• Directions: Word for word, repeat each record that follows.

• Records from a collection:
::::

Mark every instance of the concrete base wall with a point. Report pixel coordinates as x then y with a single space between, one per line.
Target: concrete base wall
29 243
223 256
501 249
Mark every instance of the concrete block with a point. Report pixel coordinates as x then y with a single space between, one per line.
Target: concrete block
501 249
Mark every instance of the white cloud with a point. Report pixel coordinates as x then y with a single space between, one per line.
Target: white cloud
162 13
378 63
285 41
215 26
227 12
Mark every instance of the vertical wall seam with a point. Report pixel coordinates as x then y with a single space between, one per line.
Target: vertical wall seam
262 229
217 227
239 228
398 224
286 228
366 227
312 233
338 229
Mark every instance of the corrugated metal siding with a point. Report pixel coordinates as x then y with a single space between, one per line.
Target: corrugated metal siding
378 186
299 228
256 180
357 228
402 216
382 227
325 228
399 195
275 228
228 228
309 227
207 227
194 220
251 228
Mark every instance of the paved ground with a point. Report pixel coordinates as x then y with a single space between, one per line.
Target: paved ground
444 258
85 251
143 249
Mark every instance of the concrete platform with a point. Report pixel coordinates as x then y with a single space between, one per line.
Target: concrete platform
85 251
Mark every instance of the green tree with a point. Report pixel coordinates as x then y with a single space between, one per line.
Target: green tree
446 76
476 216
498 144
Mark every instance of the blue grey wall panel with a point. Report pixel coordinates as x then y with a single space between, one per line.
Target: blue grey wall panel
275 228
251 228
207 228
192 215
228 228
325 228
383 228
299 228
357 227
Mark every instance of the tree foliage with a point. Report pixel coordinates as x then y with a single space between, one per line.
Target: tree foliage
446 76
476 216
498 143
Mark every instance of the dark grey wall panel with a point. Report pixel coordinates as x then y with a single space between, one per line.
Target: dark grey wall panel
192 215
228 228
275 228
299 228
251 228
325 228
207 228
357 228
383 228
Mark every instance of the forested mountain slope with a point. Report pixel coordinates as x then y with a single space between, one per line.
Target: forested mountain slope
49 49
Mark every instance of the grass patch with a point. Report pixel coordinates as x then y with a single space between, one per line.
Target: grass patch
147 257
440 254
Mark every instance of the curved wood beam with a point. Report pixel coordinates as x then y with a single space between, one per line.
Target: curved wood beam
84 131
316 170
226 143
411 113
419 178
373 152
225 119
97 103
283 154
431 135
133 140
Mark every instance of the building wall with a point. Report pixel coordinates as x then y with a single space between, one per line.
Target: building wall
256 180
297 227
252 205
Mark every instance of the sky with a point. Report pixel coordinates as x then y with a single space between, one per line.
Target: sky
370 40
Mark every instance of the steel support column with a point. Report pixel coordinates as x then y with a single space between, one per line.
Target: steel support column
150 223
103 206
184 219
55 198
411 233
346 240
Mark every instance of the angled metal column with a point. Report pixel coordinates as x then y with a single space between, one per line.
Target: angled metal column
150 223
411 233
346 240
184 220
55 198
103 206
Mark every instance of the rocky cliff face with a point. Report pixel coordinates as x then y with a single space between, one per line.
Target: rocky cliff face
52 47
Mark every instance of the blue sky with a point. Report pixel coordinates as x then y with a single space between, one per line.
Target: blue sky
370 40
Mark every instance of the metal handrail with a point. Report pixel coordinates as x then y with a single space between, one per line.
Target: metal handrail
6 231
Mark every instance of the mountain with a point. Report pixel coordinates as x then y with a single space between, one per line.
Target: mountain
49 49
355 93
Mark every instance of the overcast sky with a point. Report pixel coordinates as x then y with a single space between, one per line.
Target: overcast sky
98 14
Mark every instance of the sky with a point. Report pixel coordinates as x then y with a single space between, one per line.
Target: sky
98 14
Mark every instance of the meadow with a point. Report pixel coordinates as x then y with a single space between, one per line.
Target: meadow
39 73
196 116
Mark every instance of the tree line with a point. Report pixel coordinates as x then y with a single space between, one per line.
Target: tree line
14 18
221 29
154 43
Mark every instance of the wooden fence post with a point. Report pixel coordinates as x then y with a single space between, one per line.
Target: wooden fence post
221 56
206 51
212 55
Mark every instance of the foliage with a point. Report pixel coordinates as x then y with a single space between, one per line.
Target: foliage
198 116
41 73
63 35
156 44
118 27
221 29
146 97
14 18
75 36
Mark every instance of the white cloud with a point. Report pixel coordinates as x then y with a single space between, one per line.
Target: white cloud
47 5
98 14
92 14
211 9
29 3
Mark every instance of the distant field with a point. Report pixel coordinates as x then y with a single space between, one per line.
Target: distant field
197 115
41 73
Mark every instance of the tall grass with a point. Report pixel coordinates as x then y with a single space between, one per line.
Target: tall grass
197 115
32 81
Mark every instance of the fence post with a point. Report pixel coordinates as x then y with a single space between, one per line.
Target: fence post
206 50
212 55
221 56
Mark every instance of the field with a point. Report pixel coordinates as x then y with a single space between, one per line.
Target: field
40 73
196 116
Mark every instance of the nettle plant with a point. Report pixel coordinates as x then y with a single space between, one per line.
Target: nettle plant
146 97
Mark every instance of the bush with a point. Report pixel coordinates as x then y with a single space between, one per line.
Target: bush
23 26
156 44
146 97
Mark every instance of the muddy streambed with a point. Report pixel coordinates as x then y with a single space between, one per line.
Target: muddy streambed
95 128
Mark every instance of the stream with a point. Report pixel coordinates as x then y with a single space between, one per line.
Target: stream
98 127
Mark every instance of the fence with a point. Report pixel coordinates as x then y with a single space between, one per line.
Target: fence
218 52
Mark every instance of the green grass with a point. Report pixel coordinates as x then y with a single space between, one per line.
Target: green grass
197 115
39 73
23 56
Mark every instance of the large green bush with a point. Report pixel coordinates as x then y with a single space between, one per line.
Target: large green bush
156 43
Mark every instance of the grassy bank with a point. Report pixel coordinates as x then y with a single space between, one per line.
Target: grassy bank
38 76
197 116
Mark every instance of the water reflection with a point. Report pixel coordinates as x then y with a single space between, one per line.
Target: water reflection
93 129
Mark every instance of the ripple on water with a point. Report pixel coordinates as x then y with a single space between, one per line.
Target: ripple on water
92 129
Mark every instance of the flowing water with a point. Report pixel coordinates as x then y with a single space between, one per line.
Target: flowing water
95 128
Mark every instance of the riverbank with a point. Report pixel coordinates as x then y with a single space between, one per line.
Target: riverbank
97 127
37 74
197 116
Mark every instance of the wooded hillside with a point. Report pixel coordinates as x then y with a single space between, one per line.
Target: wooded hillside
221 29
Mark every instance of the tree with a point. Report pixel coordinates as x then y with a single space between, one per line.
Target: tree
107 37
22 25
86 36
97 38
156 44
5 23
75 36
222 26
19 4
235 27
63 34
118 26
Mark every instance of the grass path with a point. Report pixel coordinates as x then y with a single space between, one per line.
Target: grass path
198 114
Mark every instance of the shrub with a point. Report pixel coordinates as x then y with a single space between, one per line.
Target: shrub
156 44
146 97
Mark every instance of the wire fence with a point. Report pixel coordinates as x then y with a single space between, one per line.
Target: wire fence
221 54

::::

• Reply to the task:
Mark every instance of the concrete base wall with a point. Report pixel coordinates as x then y with a single space between, one per line.
Target: concrete base wall
29 243
223 256
501 249
Mark every instance of the concrete block with a point. Report pixel coordinates as x then y with a single space between, one per line.
Target: concrete block
501 249
Mark every instance of the white cloud with a point. Report pixel coordinates as x then y with a single space between, one per line.
Target: white cloud
162 13
378 63
285 41
215 26
227 12
Mark every instance of the vertical wall seam with a point. Report pixel coordinates as x then y with a single space between, one per line.
Target: vertical wall seam
262 229
217 227
239 228
398 224
286 228
366 227
312 233
338 229
Mark every instance of the corrugated metal siding with a point. Report pixel coordinates as x then y with a single space between, one per line.
Target: corrugated metal siding
378 186
299 228
256 180
357 228
402 216
382 227
325 228
399 195
275 228
228 228
309 227
207 227
194 220
251 228
Mark every instance of the paved ground with a point. Report pixel coordinates as x then y with a single space between, one per line.
Target: paved ground
444 258
85 251
143 249
Mark every instance of the concrete platform with a point. Report pixel coordinates as x then y with a single space between, one per line.
Target: concrete platform
85 251
Mark every instance of the green tree with a point. Report pixel coordinates as x then y with a single space between, one per line.
Target: green tree
446 76
476 216
498 144
Mark every instance of the blue grey wall panel with a point. Report pixel coordinates as x then y with a single space between, one per line.
Target: blue grey wall panel
275 228
251 228
207 228
192 215
228 228
325 228
383 228
299 228
357 227
Mark every instance of the tree foliage with a point. Report pixel coordinates as x then y with a single space between, one per line.
Target: tree foliage
446 76
476 216
498 143
Mark every instance of the dark grey wall panel with a point. Report pixel coordinates as x then y with a single space between, one per line.
Target: dark grey wall panel
192 215
228 228
275 228
299 228
251 228
325 228
207 228
357 228
383 228
Mark every instance of the forested mountain slope with a point. Report pixel coordinates as x then y with a single space between, one per line.
Target: forested mountain slope
49 49
Mark every instance of the grass patch with a point. Report pixel coordinates as x then y with a single space between, one per line.
Target: grass patch
147 257
440 254
Mark every instance of the curved wood beam with a point. Report pixel coordinates as x then y with a single space between, one per line.
Target: curved wood beam
84 131
316 170
226 143
411 113
419 178
373 152
225 119
97 103
283 154
431 135
133 140
Mark every instance of the building wall with a point. Report pixel coordinates as x then y with a single space between, one per line.
Target: building wall
256 180
297 227
252 205
Mark every instance of the sky with a point. Report pixel coordinates as x then y with a single space between, one per line.
Target: sky
370 40
Mark every instance of the steel support column with a point. Report pixel coordinates as x then y with a single space between, one per line.
Target: steel support column
150 223
103 206
184 219
55 198
411 233
346 240
Mark every instance of the angled metal column with a point. Report pixel coordinates as x then y with a single space between, one per line.
Target: angled metal column
150 223
411 233
346 240
184 220
55 198
103 206
Mark every instance of the rocky cliff face with a point. Report pixel coordinates as x then y with a single space between, one per line.
Target: rocky cliff face
52 47
Mark every instance of the blue sky with a point. Report pixel coordinates as x then y with a single space between, one per line.
Target: blue sky
370 40
Mark every instance of the metal handrail with a point. Report pixel coordinates as x then y with a single space between, one per line.
Target: metal handrail
6 231
Mark every instance of the mountain with a point. Report pixel coordinates as x then y with a single space between, one per line.
Target: mountain
49 49
355 93
Mark every instance of the overcast sky with a point. Report pixel coordinates as x then y with a single space between, one per line.
Target: overcast sky
98 14
Mark every instance of the sky with a point. Report pixel coordinates as x then y with a single space between, one per line.
Target: sky
98 14
Mark every instance of the meadow with a point. Report pixel coordinates as x then y with a single space between, one per line.
Target: meadow
39 73
196 116
Mark every instance of the tree line with a point. Report pixel coordinates as x then y with a single space between, one per line.
Target: tree line
14 18
221 29
154 43
Mark every instance of the wooden fence post with a point. Report pixel coordinates as x then y with a single space between, one per line.
Target: wooden fence post
221 56
206 51
212 55
Mark every instance of the foliage with a point. Report pixel coordinates as x then y with a single space between, one per line.
Target: foliage
198 116
41 73
63 35
156 44
118 27
221 29
146 97
14 18
75 36
Mark every instance of the white cloud with a point. Report pixel coordinates as x then y with a single space between, one per line.
Target: white cloud
47 5
98 14
92 14
211 9
29 3
Mark every instance of the distant field with a point. Report pixel coordinates as x then y with a single space between, one per line.
Target: distant field
197 115
41 73
Mark every instance of the tall grass with a point. Report pixel coordinates as x then y with a single space between, one per line.
Target: tall grass
197 115
32 81
Mark every instance of the fence post with a point. Report pixel coordinates as x then y with a single space between, one per line.
Target: fence post
206 50
212 55
221 56
Mark every instance of the field with a point. Report pixel coordinates as x then y with a single space between, one per line.
Target: field
40 73
196 116
Mark every instance of the nettle plant with a point. Report pixel coordinates as x then y with a single space between, one per line.
Target: nettle plant
146 97
Mark every instance of the bush with a point. Report pixel coordinates as x then y with a single space between, one per line.
Target: bush
23 26
156 44
146 97
Mark every instance of the muddy streambed with a point. Report pixel coordinates as x then y with a single space between, one per line.
Target: muddy streambed
95 128
Mark every instance of the stream with a point. Report pixel coordinates as x then y with a single space between, one per line.
Target: stream
98 127
Mark every instance of the fence with a point. Report pixel coordinates as x then y with a single space between, one per line.
Target: fence
218 52
Mark every instance of the green grass with a point. Report pixel coordinates as x then y with a single space between, one per line.
Target: green grass
197 115
39 73
23 56
Mark every instance of the large green bush with a point. Report pixel coordinates as x then y with a single space between, one per line.
Target: large green bush
156 43
Mark every instance of the grassy bank with a point. Report pixel coordinates as x then y with a single space between, one per line.
Target: grassy bank
38 76
197 116
Mark every instance of the water reflection with a point. Report pixel coordinates as x then y with a single space between, one per line.
Target: water reflection
93 129
Mark every instance of the ripple on water with a point. Report pixel coordinates as x then y with a single space between, one per line.
Target: ripple on water
92 129
Mark every instance of the flowing water with a point. Report pixel coordinates as x then y with a single space between, one per line.
Target: flowing water
95 128
Mark every instance of the riverbank with a point. Report pixel coordinates as x then y with a single space between, one per line.
Target: riverbank
97 127
37 74
197 116
Mark every instance of the wooded hillside with a point. Report pixel coordinates as x then y with a single space between, one per line.
Target: wooded hillside
221 29
Mark every instance of the tree with a point. Report pixel coordinates as x then y with a single space between, one per line.
Target: tree
107 37
22 25
86 36
97 38
156 44
5 23
75 36
222 26
19 4
235 27
63 34
118 26
Mark every instance of the grass path with a point. Report pixel coordinates as x then y with a single space between, one per line.
Target: grass path
198 114
Mark every instance of the shrub with a point. Report pixel coordinates as x then y with a single space between, one per line.
Target: shrub
156 44
146 97
Mark every instance of the wire fence with a point. Report pixel coordinates as x then y with a single space between, one per line.
Target: wire fence
221 54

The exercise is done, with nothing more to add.